### [WHAT THE TASK ASKS]
Select every line in the rows below that contains the string "segment", matching case exactly, and copy each one out.

### [AVAILABLE DATA]

- - -

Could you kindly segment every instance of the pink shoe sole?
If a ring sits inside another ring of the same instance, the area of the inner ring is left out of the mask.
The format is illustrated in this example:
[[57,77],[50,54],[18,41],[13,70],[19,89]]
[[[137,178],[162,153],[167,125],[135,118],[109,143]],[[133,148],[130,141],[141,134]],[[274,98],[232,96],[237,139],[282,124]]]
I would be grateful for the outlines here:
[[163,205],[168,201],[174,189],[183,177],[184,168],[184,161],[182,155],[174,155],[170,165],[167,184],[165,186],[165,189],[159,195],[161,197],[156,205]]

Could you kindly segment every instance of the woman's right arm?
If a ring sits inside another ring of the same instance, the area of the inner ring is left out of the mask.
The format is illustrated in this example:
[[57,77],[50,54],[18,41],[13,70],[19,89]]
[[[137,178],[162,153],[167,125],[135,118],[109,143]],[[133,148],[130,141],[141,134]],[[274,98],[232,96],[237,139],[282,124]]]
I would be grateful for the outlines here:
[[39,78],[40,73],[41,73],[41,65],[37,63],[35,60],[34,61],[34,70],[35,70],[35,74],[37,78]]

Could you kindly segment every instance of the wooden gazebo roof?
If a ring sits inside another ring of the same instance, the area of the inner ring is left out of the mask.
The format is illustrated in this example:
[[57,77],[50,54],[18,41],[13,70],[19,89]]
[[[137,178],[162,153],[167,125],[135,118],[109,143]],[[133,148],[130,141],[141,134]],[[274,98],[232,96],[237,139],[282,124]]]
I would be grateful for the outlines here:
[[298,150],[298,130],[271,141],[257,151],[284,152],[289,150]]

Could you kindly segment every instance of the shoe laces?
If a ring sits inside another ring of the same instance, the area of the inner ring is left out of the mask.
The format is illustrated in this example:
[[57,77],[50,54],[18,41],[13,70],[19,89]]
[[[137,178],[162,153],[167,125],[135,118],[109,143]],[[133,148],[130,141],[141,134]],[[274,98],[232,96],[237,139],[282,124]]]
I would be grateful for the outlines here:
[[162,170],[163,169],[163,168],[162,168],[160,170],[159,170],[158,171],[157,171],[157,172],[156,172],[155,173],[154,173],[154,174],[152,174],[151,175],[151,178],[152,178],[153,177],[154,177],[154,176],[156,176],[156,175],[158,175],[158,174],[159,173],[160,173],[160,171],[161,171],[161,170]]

- - -

### [RESULT]
Could you kindly segment every instance of the pink shoe sole?
Could you kindly segment every instance of the woman's right arm?
Could you kindly segment every instance of the wooden gazebo roof?
Could you kindly segment every instance of the shoe laces?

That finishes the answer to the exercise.